**Passage provided**
* * * * *

The Joy of Belonging

My Mum turned 80 a few days ago and, in celebration, our family descended on a small Catalan village in France. It was great. More about it in a moment.

First, a brief word on the Catalan reference. This is relevant to what I want to say about ‘belonging’. I’ve written in a previous blog that I regret how separatist movements such as in Catalunia (the Spanish side anyhow) focus far too much on dividing us, and far less on uniting us.

Driving through Spanish Catalunia at the end of the week, from the balcony of many motorway bridges, we were assailed by flags and banners proclaiming the unjust treatment of the separatists and their right to self-determination. I will leave it to others to debate their claims. But I was very taken with the sharp contrast with the French side, where the occasional flag was present and dual-language road signs were prominent, but one got the feeling they were far more at ease with their identity – Catalan yes, but French first.

On to ‘belonging’. I would argue that these regional and national identities mean little if one is plagued by a lack of self-esteem, is full of self-doubt or is achingly lonely. In my view, identity begins with the home and in the local neighbourhood.

And this is where the family gathering fits in. Because what poured out regularly (in addition to the copious amounts of wine) was an exuberance and happiness present in the assorted clutch of grandchildren that can only happen when children are comfortable in their identity. And whilst parents do all the leg-work in developing this, I truly believe that it is the wider, extended family that provides the necessary richness in helping children find true self-esteem and confidence.

‘Belonging’ is a core human need and a key component of happiness. Being part of a joyful extended family, or of a kind and friendly neighbourhood, provides our children with an inner contentment, an emotional intelligence which can assist them navigate the increasingly crazy world around them.

So where do schools fit in?

* * * * *

**Directives**
A. From the blog post on belonging, list the conditions that the writer says make regional and national identities mean little.
B. Repeat word for word the stretch of the blog post on belonging from "Driving through Spanish" through "but French first.".

**Raw data**
* * * * *

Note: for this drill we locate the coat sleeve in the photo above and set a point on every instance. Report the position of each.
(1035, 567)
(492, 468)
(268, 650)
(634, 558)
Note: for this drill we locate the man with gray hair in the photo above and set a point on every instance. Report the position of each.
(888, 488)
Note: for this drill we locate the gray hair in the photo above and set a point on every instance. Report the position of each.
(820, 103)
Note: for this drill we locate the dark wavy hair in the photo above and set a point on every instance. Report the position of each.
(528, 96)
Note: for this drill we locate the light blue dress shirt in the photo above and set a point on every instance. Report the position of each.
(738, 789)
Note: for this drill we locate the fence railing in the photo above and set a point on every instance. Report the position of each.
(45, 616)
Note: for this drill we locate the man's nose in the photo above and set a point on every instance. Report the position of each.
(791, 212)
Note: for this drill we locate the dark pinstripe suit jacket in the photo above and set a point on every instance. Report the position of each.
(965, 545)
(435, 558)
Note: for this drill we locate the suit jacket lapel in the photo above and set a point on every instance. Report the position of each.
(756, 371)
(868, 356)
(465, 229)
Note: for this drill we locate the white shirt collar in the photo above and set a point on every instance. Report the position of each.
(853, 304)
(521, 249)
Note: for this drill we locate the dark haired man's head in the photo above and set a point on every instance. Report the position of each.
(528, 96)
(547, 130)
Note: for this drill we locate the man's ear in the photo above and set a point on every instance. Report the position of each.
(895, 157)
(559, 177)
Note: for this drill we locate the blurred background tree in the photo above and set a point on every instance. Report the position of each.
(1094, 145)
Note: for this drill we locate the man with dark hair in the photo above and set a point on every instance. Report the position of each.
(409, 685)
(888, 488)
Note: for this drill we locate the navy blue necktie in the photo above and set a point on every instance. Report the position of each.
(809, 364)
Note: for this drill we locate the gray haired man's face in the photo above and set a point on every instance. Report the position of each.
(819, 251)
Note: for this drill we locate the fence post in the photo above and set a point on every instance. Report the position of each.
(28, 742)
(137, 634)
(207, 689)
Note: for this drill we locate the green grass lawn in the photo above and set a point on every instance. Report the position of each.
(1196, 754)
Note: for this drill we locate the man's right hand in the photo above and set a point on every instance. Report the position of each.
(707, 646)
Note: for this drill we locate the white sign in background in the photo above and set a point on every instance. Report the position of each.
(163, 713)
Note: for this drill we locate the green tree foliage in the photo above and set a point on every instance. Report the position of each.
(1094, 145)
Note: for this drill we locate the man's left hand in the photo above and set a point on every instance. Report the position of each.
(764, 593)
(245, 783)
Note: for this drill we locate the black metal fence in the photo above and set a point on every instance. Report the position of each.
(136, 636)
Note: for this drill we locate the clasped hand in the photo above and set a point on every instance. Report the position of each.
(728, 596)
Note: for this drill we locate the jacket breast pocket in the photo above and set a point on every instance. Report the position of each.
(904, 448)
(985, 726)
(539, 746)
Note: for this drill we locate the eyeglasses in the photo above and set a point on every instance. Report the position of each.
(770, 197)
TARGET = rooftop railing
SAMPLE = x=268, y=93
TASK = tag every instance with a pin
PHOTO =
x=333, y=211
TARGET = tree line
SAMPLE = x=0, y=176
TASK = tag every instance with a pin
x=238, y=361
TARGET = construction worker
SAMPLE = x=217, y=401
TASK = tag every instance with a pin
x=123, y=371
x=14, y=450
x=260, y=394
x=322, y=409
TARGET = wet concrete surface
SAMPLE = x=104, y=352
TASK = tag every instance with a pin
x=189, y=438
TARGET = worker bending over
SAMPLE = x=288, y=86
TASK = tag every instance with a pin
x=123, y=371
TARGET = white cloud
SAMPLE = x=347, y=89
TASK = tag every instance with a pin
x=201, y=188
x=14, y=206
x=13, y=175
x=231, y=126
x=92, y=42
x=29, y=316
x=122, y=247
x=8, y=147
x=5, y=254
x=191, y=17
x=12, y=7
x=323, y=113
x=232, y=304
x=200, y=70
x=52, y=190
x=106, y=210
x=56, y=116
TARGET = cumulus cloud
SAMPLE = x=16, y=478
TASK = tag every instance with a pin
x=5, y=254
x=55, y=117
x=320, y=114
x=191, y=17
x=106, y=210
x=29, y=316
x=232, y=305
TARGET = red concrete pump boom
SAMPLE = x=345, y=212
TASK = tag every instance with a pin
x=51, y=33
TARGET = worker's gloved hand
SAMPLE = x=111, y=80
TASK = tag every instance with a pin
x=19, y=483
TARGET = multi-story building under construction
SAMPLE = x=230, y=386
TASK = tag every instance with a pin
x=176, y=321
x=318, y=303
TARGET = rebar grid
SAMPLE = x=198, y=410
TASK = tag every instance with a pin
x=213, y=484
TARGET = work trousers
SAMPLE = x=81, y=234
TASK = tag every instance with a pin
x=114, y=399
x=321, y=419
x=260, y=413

* * * * *

**Results of the tasks**
A.
- Being plagued by a lack of self-esteem
- Being full of self-doubt
- Being achingly lonely

B.
Driving through Spanish Catalunia at the end of the week, from the balcony of many motorway bridges, we were assailed by flags and banners proclaiming the unjust treatment of the separatists and their right to self-determination. I will leave it to others to debate their claims. But I was very taken with the sharp contrast with the French side, where the occasional flag was present and dual-language road signs were prominent, but one got the feeling they were far more at ease with their identity – Catalan yes, but French first.